▶ [Selected extract]
Your Commercial Real Estate Source in the San Francisco Bay Area
CoStar presented their quarterly report for Industrial Real Estate on the national stage. They present their quarterly findings based upon not only their own research, but that of other analytic companies such as Moodys and government entities like the Federal Reserve. We’ll break down the graphs and highlights of the presentation and also show how local California Commercial is faring compared to the rest of the country. Overall there seems to be a tug-of-war between the bears and bulls with some good news and bad news as it applies to the past quarter and also the near future. Let’s break down the facts.
First, let’s start with some good news. As we begin to enter the Holiday season, many retailers are holding their collective breaths as the shoppers warm up the plastic and head to the 6am sales. There has been a steady uptick in retail sales since the collapse in 2009 and this should continue into Christmas, although many believe the season will be driven by bargain hunters. Many families have weathered the storm and personal savings are on the rebound. If this stays steady then we could be in for a strong rebound for consumer durables. Old cars in the driveway, springs coming out of the mattress, and older TV technology could have the consumer asking themselves, why not? The consumer durables pent up demand seems to be a loaded gun ready for the right economic trigger. This could bode well for manufacturers and importers over the near future.

▶ [Data excerpts]
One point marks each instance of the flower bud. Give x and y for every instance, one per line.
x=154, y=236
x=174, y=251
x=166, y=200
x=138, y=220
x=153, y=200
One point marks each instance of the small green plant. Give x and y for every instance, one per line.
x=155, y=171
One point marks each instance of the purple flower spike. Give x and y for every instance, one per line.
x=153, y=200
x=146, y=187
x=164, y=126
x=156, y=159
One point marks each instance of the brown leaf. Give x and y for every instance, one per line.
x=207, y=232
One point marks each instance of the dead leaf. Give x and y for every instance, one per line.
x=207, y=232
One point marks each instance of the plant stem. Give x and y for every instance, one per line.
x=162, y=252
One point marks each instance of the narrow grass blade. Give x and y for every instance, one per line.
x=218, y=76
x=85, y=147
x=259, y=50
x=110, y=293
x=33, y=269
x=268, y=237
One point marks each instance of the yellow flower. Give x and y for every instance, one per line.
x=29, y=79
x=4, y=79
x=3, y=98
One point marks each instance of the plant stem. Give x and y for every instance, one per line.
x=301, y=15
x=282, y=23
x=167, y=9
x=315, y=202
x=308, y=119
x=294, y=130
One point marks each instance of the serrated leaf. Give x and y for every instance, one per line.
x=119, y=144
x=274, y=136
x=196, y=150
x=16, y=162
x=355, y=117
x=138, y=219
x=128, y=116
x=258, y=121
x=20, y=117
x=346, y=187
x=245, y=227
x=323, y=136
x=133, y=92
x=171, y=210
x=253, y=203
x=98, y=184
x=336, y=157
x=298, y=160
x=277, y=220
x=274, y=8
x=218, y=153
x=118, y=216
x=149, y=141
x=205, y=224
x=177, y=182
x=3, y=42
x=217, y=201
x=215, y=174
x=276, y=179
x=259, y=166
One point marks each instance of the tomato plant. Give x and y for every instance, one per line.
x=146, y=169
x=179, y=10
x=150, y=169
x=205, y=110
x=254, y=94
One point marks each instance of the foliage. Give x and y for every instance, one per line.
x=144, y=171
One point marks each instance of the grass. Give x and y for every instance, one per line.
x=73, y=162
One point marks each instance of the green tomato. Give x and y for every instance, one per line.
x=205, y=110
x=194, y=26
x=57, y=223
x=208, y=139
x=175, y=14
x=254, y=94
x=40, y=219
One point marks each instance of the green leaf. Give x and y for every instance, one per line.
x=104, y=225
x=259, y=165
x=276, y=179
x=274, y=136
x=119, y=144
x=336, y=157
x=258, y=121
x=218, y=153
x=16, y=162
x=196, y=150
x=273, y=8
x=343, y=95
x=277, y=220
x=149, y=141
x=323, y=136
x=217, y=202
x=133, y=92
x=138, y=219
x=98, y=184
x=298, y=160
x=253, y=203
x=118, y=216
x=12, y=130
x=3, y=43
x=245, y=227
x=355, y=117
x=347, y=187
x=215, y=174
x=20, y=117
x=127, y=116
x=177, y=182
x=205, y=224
---
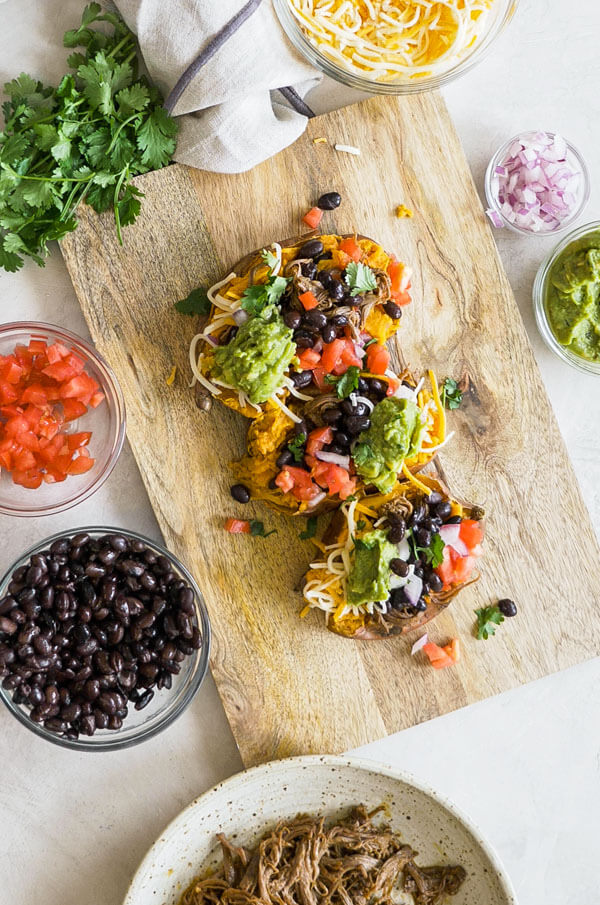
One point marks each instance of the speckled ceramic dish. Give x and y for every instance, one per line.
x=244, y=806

▶ [Directions] Can you carry the article on CoStar's quarterly industrial real estate report forward, starting right after its sentence about manufacturers and importers?

▶ [Expected output]
While consumers have been stockpiling cash waiting for some good news, corporations have spent the past couple of years rethinking, reorganizing, and trimming the fat. Many organizations have streamlined operations and found ways to do more with less of a workforce, increasing corporate profits. We keep hearing about companies that are cash rich and sitting on profits and that makes for an interesting dichotomy. Obviously the bad news is that the profits are not being reinvested and circulated into the economy, therefore keeping unemployment high. The flip side is that corporations are going to be in a better position to weather any downturn in the economy, should that come to fruition. For commercial real estate this means that there should be less defaults on debt and leasing if the economy heads south.
Furthermore, although there is a slight downturn in government jobs, the private sector is beginning to make gains, although not at the pace one would hope. Moodys has a positive outlook on job growth, which is great for all economic factors and commercial real estate. That being said, we have a long way to go to catch up to the jobs lost over the past three years.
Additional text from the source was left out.